THE TASK: Write out the material below exactly, with no line missing.

GIVEN RECORDS:
- Opening Delimiter -

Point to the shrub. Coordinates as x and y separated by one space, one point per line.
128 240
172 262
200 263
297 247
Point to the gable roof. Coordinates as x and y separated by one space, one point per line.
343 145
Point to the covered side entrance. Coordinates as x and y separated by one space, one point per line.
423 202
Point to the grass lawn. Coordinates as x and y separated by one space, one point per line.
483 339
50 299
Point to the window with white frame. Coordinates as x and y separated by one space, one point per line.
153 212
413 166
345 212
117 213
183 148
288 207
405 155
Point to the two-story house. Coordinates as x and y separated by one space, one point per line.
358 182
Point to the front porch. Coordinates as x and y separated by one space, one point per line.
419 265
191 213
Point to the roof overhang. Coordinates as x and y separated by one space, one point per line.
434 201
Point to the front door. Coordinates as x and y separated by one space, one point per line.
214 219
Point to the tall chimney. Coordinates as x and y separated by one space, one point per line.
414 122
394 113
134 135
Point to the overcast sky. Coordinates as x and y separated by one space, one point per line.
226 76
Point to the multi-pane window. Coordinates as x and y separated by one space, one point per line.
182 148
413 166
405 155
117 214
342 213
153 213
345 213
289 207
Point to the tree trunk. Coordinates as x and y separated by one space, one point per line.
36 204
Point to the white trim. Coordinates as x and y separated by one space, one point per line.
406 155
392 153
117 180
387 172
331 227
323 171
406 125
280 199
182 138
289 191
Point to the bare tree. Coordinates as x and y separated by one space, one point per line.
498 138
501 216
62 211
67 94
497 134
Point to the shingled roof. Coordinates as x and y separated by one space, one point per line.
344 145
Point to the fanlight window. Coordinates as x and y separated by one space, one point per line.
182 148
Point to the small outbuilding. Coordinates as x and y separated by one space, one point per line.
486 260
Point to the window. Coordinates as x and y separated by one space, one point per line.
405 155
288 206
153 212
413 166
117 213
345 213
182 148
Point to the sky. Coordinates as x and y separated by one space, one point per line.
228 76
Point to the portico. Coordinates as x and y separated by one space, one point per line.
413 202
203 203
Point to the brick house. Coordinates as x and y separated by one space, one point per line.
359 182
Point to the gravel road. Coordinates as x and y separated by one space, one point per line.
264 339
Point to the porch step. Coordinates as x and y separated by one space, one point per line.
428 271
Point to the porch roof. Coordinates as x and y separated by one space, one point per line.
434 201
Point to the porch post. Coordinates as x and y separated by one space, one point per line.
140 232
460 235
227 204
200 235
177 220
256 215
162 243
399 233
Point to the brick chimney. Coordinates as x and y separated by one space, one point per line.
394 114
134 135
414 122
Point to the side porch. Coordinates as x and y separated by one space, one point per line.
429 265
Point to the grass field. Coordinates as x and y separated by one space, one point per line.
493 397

- Closing Delimiter -

SOLUTION TO THIS PROBLEM:
Point to the shrub. Coordinates as x and y separated by one space, one point per line.
128 240
172 262
200 263
297 247
Point to the gable roof. Coordinates as x and y separated by one space, one point per line.
343 145
Point to the covered side entrance. Coordinates as x and y separated by one space, one point per line.
423 202
Point to the grass lawn. Coordinates as x and y separated by one space, one point per line.
483 339
50 299
Point to the window with white frame. Coordinates as x and y separated by one space, one point per line.
153 212
413 166
345 212
117 213
183 148
288 207
405 155
Point to the two-story house. Coordinates as x and y separated by one space, one point per line.
358 182
Point to the front porch. Coordinates as x and y separated by one space, one point per line.
419 265
191 213
Point to the roof overhang. Coordinates as x and y separated by one space, one point per line.
434 201
Point to the front door. Coordinates as x and y separated by one space, one point per line.
214 219
Point to the tall chimney. Coordinates as x and y separated by one space, one point per line.
414 122
394 113
134 135
Point to the overcast sky. Coordinates as x and y separated by one space, one point per line.
226 76
Point to the multi-pane window. Coordinates as x and y separated by one space, one point per line.
182 148
413 166
405 155
117 214
342 213
153 213
345 213
289 207
Point to the tree trunk. Coordinates as x and y separated by one space, one point per line.
36 204
Point to the white trim. Coordinates as x and y separated by one space, one point per line.
406 155
392 153
117 180
387 172
331 227
323 171
406 125
280 199
182 138
289 191
Point to the bare tree. Coordinates as x and y separated by one space, one point per line.
498 138
501 216
62 211
67 94
497 134
Point to the shingled roof. Coordinates as x and y separated by one space, one point per line.
344 145
Point to the fanlight window. Coordinates as x and y separated by one space, one point per line.
182 148
Point to the small outbuilding. Coordinates as x and y separated by one space, one point per line.
486 260
Point to the window. Coordinates as x and y separated by one space, one point per line.
405 155
288 206
153 212
413 166
117 213
345 213
182 148
Point to the sky. Coordinates as x and y separated by one space, one point per line.
228 76
Point to the portico. Coordinates as x and y separated by one space, one point per line.
413 202
203 203
Point to the brick house. Coordinates as x and y separated by one space, one point per line.
359 182
Point to the gravel road. Coordinates as x and y separated by one space, one point per line.
264 339
Point to the porch step. Coordinates as x and y separated by one space, one point per line.
428 271
Point to the porch roof. Coordinates as x and y separated by one space, one point per line.
434 201
Point to the porch post. Coordinates as x and y separated by one space, one point per line.
140 232
460 235
227 204
200 235
177 220
256 215
162 243
399 233
Point to the brick chimney. Coordinates as x and y separated by one space, one point per line.
394 114
134 135
414 122
Point to the side porch. Coordinates as x and y separated by one space, one point per line.
429 265
Point to the grass field. Coordinates as x and y separated by one space, one point per line.
493 397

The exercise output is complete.